Exercise
Find the word "snail" in the listing, and copy out each line where it turns up.

────

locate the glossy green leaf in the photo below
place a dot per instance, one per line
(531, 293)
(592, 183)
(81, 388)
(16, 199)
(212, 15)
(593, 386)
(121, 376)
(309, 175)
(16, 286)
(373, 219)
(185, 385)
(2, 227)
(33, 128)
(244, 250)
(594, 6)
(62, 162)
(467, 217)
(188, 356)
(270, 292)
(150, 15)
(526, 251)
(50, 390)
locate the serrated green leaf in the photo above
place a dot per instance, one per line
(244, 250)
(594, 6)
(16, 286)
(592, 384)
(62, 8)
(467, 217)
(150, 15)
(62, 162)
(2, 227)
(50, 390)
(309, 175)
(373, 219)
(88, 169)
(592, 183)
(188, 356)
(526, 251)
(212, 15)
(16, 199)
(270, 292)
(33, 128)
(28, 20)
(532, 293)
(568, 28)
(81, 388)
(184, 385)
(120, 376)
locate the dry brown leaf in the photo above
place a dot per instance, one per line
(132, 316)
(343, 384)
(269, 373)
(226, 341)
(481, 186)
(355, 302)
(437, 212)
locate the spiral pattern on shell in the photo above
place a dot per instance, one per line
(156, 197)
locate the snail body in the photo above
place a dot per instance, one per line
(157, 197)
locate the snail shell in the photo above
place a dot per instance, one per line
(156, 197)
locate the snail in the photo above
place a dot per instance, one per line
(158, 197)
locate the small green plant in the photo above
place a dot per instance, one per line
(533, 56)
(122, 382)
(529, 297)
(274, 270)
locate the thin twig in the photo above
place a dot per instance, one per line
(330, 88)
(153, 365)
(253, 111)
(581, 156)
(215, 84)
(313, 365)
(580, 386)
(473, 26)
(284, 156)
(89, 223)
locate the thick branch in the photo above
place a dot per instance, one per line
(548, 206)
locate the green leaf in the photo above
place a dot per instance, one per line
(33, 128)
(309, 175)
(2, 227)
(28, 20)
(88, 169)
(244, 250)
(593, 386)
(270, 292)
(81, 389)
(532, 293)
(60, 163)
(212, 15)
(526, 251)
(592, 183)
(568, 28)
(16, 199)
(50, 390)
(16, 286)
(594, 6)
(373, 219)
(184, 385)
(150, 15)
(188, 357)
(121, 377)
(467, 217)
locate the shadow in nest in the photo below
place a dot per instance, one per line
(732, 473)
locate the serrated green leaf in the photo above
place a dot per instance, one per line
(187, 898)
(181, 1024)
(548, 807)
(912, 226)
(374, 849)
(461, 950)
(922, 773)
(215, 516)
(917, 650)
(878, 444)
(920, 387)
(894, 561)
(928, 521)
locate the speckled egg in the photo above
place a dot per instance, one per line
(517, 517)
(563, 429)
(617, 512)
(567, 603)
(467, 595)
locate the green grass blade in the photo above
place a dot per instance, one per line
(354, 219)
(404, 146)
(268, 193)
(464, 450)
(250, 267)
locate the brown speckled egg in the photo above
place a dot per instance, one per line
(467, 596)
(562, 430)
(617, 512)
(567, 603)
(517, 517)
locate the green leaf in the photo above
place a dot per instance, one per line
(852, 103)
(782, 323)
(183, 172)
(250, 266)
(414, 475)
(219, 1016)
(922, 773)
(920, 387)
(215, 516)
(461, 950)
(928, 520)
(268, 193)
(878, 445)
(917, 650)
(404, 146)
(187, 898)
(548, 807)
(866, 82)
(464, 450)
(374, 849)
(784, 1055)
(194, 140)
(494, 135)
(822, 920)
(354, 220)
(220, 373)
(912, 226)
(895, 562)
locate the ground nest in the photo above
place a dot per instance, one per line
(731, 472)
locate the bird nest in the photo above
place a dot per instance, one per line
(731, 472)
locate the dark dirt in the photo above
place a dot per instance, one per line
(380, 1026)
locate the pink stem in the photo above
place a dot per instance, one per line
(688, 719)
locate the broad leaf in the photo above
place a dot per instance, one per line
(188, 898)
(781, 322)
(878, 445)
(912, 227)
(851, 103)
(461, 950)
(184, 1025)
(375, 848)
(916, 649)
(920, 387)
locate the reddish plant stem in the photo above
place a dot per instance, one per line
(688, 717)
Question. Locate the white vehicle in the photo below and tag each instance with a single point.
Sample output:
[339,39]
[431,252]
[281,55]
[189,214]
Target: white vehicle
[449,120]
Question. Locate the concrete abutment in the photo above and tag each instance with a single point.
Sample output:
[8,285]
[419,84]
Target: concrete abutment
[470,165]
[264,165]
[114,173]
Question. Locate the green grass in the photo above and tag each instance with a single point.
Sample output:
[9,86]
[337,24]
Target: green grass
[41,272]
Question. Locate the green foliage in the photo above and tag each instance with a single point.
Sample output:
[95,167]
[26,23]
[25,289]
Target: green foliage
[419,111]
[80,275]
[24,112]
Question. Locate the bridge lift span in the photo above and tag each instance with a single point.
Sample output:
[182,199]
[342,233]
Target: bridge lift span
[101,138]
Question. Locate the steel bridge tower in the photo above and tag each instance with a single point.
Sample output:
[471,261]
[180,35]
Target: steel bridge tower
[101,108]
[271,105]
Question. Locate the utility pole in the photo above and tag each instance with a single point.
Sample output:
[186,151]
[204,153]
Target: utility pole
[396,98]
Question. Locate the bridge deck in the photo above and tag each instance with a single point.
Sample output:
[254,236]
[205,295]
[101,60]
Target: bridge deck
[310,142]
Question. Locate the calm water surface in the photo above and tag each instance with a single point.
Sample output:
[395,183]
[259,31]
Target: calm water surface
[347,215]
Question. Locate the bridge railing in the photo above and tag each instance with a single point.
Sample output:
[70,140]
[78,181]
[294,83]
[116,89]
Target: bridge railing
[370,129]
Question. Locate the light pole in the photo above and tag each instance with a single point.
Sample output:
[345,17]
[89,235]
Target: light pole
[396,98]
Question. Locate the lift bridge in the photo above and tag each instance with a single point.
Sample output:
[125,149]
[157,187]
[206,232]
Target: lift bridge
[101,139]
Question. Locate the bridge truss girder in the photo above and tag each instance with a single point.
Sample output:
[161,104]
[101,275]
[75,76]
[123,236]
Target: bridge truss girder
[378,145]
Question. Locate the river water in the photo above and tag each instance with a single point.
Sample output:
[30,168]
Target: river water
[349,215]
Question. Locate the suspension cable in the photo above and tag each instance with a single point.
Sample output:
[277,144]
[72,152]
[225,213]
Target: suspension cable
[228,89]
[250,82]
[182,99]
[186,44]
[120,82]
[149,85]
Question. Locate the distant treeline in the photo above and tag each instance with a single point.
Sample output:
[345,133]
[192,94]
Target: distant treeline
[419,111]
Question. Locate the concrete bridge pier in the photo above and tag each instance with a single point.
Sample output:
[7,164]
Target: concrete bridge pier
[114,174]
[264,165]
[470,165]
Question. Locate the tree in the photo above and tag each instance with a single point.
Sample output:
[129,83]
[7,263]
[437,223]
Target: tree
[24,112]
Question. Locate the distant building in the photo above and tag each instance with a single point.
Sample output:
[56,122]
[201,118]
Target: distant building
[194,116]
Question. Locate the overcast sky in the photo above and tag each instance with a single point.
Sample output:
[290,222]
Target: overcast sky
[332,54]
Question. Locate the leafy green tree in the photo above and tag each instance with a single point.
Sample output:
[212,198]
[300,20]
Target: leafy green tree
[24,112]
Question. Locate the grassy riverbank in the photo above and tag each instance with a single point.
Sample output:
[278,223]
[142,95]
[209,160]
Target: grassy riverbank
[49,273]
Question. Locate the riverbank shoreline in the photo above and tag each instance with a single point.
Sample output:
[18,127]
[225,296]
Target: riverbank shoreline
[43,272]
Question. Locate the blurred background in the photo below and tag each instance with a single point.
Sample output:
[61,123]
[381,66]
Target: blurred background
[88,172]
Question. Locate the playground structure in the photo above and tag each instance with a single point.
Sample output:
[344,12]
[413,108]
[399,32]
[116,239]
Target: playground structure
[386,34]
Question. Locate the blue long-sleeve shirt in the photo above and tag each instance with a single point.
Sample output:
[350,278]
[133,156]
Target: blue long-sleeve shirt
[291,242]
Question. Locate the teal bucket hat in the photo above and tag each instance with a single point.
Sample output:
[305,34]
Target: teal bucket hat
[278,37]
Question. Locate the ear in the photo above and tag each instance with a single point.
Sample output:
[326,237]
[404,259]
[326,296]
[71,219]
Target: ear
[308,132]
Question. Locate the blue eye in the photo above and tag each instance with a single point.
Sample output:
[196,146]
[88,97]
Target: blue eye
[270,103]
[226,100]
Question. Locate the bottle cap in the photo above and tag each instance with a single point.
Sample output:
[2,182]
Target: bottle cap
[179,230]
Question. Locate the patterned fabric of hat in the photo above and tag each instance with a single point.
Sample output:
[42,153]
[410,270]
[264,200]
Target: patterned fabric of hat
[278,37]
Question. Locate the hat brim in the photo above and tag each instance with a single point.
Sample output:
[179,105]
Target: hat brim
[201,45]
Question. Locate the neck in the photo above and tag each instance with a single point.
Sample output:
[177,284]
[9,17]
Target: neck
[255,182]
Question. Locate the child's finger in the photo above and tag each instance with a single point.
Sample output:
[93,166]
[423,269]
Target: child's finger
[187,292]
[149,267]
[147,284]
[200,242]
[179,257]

────

Problem solution
locate the snail body in the photo above
locate the snail shell in the photo above
locate the snail in the photo above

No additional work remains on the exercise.